## AIM OF THE EXERCISE
Pull out each line below that contains the word "tassel", and copy those lines.

BEGIN EXERCISE MATERIALS

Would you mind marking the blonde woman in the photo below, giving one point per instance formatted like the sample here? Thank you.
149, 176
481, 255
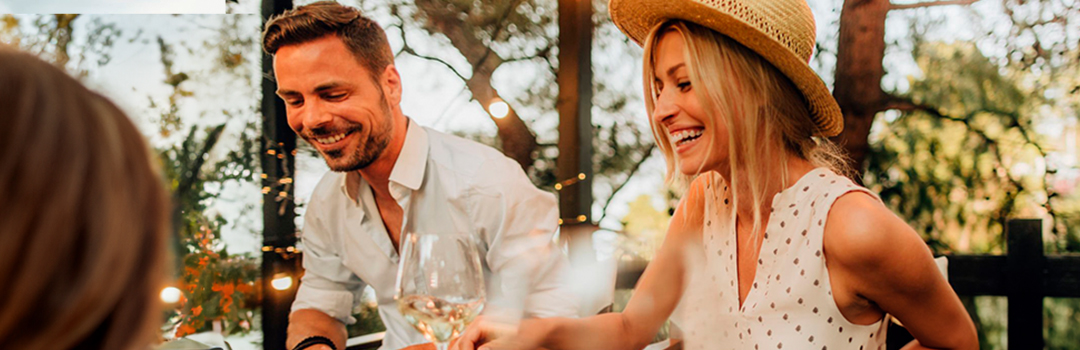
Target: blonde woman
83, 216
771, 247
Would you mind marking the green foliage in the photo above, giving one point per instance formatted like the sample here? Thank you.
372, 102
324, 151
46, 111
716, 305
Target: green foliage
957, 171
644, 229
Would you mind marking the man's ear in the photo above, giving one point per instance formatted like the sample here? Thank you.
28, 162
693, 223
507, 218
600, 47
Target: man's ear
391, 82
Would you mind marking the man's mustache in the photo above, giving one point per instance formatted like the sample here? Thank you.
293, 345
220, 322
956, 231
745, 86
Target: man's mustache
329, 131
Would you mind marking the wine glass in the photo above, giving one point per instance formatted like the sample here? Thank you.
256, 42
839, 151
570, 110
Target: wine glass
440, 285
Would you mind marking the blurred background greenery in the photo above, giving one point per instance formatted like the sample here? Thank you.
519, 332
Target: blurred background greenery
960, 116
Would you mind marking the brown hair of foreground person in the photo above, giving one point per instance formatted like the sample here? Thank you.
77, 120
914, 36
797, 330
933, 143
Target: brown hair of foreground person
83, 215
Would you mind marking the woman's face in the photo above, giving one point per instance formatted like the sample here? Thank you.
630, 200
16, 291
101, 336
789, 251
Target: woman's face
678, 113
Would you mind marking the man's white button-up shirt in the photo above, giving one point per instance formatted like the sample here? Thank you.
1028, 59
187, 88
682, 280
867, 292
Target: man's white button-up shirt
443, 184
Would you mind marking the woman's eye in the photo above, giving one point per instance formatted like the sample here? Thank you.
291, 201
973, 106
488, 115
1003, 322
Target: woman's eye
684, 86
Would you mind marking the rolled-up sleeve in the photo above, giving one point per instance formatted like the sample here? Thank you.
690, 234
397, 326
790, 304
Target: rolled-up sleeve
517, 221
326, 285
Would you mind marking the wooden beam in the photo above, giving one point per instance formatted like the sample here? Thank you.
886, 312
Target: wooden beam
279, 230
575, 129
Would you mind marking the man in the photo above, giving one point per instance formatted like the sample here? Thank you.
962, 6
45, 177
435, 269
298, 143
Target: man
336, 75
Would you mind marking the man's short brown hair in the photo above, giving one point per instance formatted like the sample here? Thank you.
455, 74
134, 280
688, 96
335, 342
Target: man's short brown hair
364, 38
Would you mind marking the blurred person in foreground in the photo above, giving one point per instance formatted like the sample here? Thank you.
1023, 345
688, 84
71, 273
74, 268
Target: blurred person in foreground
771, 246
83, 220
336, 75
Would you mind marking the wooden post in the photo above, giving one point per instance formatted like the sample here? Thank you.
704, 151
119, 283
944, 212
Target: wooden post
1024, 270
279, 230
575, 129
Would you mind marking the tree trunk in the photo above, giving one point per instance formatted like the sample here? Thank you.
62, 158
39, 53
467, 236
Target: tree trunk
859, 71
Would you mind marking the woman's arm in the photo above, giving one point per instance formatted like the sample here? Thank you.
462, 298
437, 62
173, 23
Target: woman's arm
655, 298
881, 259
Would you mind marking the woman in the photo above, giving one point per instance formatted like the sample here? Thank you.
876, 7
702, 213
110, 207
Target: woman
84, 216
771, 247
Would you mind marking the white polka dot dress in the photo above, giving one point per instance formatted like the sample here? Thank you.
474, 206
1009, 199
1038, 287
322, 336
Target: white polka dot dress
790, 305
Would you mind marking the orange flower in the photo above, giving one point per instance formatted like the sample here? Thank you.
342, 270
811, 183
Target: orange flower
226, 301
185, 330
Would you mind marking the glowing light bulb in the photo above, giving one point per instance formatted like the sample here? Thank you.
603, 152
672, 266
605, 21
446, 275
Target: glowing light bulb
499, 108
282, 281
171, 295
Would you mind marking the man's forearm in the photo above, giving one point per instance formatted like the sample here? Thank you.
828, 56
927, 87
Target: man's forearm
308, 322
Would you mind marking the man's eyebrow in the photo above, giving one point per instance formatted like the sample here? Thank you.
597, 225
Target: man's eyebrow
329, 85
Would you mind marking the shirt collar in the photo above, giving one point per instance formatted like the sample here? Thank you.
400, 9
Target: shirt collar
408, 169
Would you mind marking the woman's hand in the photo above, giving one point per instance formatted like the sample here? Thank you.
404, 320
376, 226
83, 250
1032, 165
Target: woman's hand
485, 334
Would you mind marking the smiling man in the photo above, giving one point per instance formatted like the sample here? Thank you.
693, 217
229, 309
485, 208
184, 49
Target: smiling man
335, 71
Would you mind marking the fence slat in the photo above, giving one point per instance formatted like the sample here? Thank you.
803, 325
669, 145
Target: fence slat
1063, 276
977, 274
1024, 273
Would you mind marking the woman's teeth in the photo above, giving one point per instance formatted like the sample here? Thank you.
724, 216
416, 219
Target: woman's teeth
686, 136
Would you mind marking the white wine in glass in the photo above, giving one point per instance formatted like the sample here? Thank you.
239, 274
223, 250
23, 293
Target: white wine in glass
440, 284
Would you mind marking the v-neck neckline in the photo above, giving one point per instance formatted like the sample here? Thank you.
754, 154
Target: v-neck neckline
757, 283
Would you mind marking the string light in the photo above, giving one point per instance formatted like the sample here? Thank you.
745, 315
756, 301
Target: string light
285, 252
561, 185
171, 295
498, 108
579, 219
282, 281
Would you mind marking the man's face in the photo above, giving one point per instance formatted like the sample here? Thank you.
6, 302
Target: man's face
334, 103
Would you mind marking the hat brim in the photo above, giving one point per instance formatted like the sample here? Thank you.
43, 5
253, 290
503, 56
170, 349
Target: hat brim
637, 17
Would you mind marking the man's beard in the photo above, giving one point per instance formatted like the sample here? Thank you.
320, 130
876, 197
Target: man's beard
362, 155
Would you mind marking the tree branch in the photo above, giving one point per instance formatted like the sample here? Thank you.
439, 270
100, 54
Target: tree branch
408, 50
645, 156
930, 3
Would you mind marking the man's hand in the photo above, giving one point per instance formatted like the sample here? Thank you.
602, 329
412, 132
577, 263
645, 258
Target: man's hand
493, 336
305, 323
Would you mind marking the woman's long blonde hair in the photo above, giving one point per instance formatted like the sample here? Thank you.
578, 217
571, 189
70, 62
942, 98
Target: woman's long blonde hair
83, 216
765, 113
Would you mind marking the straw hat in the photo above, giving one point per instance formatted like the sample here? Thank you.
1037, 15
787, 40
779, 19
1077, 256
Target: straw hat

END EXERCISE MATERIALS
BEGIN EXERCISE MATERIALS

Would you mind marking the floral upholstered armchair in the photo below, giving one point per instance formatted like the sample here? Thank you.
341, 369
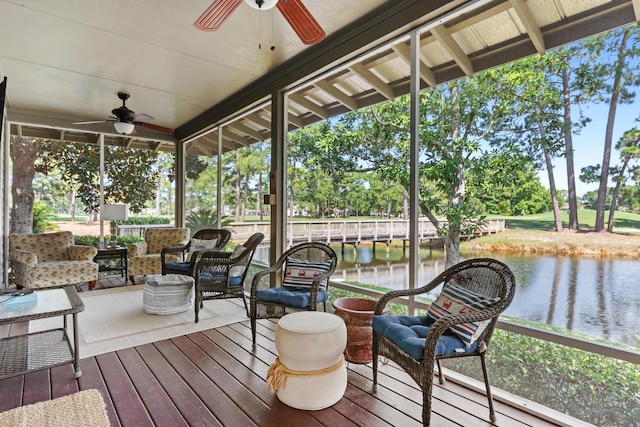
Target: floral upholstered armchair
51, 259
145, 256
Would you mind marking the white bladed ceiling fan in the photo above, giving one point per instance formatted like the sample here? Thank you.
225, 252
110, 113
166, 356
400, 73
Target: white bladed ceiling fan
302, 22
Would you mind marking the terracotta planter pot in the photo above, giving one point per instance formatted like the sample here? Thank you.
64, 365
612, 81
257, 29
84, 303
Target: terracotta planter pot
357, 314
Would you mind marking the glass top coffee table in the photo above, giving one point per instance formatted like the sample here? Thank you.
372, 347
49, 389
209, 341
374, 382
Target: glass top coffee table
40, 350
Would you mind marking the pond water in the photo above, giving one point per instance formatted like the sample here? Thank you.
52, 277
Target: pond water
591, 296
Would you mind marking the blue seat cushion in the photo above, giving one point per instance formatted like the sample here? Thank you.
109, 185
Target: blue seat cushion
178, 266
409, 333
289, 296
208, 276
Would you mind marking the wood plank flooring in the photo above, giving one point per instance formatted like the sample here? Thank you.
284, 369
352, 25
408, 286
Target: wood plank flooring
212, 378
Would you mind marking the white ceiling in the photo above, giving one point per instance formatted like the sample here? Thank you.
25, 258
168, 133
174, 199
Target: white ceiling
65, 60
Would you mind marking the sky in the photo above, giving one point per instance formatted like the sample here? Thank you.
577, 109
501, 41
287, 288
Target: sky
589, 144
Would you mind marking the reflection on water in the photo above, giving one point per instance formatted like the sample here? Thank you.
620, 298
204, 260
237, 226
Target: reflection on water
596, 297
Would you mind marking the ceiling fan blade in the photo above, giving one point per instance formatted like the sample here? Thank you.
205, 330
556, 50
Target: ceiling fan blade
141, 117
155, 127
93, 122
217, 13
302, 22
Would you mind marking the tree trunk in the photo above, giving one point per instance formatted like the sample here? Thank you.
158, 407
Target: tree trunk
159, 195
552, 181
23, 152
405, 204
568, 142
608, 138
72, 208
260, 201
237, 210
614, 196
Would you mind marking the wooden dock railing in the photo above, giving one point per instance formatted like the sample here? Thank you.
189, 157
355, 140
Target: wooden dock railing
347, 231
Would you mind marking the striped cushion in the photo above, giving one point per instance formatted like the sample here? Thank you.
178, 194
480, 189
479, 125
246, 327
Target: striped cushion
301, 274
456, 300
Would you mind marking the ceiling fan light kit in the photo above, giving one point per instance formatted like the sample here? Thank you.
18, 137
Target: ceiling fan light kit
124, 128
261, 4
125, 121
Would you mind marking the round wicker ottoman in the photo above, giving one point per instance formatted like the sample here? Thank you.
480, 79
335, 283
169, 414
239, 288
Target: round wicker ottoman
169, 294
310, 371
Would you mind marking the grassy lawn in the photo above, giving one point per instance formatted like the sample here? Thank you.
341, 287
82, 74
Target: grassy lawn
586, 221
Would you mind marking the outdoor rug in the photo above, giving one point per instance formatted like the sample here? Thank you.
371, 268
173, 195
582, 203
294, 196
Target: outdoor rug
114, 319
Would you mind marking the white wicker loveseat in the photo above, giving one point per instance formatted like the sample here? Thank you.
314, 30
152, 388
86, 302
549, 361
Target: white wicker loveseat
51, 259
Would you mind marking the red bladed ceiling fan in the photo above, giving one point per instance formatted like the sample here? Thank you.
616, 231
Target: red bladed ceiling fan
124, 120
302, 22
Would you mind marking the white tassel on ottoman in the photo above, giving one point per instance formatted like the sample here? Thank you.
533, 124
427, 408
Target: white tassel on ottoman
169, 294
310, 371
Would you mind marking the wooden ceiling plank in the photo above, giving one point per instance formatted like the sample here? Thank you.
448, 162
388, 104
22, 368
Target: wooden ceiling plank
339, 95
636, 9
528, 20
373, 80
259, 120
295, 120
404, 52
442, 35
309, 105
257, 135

END EXERCISE MATERIALS

## ANSWER TO THIS PROBLEM
Would you mind marking the white tassel on ottoman in the photo above, giving one point per instance formatted like the sample here? Thank you.
Target: white tassel on ottoman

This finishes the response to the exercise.